▶ Location identification items
━━━━━━━━━━━━━━━━

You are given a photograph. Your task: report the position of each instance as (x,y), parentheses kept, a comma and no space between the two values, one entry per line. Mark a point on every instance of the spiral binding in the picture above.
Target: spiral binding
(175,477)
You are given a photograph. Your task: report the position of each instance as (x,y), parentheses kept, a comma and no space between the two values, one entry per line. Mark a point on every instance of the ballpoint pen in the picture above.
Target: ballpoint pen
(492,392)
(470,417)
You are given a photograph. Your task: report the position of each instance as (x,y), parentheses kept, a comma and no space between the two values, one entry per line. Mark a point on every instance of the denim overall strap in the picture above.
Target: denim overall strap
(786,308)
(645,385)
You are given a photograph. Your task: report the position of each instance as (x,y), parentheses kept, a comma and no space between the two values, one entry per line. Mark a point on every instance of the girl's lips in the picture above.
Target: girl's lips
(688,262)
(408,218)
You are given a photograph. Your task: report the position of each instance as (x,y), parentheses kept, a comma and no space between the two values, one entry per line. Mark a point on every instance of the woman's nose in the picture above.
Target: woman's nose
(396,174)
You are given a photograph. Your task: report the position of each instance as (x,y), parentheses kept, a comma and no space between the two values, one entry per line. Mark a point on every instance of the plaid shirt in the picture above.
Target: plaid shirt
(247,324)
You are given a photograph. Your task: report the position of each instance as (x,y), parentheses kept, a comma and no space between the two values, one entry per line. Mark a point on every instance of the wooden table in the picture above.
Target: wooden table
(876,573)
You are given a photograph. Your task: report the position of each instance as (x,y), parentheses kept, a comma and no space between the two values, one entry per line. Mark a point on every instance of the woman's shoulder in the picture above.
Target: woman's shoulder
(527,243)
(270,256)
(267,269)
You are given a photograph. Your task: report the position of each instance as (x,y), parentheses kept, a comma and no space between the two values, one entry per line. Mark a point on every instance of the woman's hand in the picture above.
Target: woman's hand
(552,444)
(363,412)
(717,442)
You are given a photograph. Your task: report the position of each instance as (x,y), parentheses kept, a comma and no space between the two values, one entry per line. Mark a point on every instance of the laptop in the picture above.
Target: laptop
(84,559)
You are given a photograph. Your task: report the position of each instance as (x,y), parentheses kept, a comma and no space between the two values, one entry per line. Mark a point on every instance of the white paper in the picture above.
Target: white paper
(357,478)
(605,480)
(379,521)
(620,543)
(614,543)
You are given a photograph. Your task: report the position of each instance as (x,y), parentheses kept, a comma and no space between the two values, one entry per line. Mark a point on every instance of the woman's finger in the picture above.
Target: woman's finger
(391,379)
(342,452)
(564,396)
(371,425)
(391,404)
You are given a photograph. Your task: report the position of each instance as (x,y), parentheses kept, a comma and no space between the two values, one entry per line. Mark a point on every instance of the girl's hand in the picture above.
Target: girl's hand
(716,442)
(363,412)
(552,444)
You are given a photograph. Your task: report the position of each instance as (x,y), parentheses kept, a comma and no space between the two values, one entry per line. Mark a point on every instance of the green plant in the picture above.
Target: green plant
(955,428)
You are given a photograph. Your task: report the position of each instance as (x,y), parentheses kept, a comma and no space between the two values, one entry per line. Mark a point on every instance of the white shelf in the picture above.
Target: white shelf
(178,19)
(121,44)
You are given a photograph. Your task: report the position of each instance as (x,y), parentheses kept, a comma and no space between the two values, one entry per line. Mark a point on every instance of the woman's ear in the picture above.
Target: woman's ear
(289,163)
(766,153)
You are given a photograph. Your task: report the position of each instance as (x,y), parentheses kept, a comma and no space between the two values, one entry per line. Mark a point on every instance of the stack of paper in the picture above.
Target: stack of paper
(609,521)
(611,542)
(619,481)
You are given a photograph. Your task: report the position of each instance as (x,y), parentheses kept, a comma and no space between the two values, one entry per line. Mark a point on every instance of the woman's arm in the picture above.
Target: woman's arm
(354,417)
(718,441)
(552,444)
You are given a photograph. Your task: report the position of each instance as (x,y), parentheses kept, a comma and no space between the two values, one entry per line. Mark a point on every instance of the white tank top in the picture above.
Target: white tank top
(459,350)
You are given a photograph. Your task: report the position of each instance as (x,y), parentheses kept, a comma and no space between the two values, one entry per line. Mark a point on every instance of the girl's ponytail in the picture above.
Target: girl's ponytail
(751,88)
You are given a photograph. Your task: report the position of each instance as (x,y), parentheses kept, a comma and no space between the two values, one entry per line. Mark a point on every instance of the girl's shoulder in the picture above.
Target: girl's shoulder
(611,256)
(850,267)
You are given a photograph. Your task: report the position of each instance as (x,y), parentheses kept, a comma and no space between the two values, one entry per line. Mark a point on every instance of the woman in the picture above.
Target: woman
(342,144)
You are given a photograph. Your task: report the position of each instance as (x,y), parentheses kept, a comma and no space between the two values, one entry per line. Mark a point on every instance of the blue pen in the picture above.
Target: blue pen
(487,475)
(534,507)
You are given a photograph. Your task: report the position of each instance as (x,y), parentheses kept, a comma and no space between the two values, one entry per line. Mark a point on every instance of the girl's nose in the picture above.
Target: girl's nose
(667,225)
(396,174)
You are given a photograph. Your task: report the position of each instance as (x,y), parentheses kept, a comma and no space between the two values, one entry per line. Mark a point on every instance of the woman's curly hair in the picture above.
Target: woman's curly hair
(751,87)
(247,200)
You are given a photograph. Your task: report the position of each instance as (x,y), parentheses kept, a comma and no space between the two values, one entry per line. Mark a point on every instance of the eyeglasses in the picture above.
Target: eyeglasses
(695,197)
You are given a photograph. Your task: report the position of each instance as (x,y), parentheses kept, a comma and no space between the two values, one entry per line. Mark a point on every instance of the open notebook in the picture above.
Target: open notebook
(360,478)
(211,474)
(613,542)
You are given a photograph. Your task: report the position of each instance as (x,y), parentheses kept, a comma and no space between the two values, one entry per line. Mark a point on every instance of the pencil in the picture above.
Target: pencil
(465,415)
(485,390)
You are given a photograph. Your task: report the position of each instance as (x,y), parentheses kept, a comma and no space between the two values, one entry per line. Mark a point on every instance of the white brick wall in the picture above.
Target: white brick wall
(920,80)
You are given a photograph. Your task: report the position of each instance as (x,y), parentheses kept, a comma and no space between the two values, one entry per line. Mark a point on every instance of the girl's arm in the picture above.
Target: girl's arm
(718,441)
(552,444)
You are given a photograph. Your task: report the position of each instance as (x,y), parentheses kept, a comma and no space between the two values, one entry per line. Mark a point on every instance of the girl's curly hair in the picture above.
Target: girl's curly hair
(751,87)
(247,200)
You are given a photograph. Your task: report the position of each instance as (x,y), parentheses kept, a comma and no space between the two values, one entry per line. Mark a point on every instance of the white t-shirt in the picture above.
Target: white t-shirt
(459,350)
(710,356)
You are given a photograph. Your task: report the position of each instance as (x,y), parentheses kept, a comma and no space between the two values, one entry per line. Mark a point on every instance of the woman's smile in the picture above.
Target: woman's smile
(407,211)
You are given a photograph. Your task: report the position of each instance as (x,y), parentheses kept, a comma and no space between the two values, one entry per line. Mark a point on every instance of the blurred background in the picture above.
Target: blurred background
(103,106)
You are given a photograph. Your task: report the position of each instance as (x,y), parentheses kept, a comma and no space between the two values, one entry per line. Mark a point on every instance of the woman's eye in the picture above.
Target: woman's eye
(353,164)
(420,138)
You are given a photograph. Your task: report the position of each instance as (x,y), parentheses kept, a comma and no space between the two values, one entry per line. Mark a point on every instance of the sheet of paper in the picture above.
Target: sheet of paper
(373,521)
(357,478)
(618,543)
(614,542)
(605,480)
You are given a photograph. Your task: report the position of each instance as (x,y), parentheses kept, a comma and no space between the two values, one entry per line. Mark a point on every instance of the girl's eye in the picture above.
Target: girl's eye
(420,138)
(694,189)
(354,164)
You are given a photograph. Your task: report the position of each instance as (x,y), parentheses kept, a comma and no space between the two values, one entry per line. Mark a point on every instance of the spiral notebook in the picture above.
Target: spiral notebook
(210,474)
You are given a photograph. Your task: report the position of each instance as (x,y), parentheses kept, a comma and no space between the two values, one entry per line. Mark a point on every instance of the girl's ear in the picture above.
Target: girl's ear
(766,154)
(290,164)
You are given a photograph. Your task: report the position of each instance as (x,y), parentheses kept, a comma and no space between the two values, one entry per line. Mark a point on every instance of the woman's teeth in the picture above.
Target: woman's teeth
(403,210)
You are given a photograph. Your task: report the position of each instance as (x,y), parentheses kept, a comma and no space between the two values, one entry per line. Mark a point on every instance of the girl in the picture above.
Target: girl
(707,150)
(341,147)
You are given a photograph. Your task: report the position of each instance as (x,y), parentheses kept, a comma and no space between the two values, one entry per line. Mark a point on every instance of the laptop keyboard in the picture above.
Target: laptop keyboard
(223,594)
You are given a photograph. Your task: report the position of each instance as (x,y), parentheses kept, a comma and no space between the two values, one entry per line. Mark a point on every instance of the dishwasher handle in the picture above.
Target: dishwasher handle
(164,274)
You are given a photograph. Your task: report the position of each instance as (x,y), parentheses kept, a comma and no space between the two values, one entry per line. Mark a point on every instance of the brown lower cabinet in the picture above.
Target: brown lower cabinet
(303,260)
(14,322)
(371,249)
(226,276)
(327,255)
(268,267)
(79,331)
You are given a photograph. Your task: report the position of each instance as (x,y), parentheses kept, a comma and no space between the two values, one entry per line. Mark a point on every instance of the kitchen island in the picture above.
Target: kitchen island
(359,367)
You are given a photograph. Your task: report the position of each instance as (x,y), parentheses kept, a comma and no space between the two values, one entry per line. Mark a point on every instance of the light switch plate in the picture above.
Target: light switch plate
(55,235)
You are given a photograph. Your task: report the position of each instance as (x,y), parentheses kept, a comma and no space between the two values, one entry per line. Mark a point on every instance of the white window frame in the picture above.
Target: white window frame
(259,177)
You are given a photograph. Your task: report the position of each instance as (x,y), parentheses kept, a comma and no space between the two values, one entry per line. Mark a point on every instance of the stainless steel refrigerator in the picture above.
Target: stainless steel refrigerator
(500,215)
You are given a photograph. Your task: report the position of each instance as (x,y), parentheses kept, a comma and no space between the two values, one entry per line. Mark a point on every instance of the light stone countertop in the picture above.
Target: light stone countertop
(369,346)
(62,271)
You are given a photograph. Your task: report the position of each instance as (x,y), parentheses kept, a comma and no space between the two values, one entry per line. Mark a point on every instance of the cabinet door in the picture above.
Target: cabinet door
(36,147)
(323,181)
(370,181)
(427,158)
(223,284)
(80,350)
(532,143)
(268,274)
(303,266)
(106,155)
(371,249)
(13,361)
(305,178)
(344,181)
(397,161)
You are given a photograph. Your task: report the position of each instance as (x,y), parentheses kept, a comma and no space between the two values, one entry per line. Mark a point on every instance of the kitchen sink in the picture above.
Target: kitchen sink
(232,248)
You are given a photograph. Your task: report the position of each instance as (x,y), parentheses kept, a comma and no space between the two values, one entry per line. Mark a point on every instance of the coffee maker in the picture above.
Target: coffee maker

━━━━━━━━━━━━━━━━

▶ AIM
Output only the lines from the one holding "door in the picture above." through the last line above, exactly as they appear.

▶ FINAL RESULT
You are given a photograph. Your task: report the position of each instance as (x,y), parentheses kept, a comma and no space between the two values, one entry per line. Mark a point on every instance of the cabinet door in the picture above.
Target: cabinet door
(36,147)
(323,181)
(370,181)
(427,158)
(223,284)
(80,350)
(532,143)
(268,274)
(303,266)
(106,155)
(371,249)
(13,361)
(305,178)
(344,181)
(397,161)
You are given a photograph. Your task: report the position of each instance as (x,y), parentheses kept, a comma and no space between the two values, one entry per line. Mark a point on every instance of the kitchen sink in the picture above.
Target: kitchen sink
(232,248)
You are given a photograph. Your task: report the position of each instance as (x,y), parentheses kept, a comma and no space between the two values, one entry per line. Mark a point on every instance of the coffee maker in the picture above.
Target: coffee maker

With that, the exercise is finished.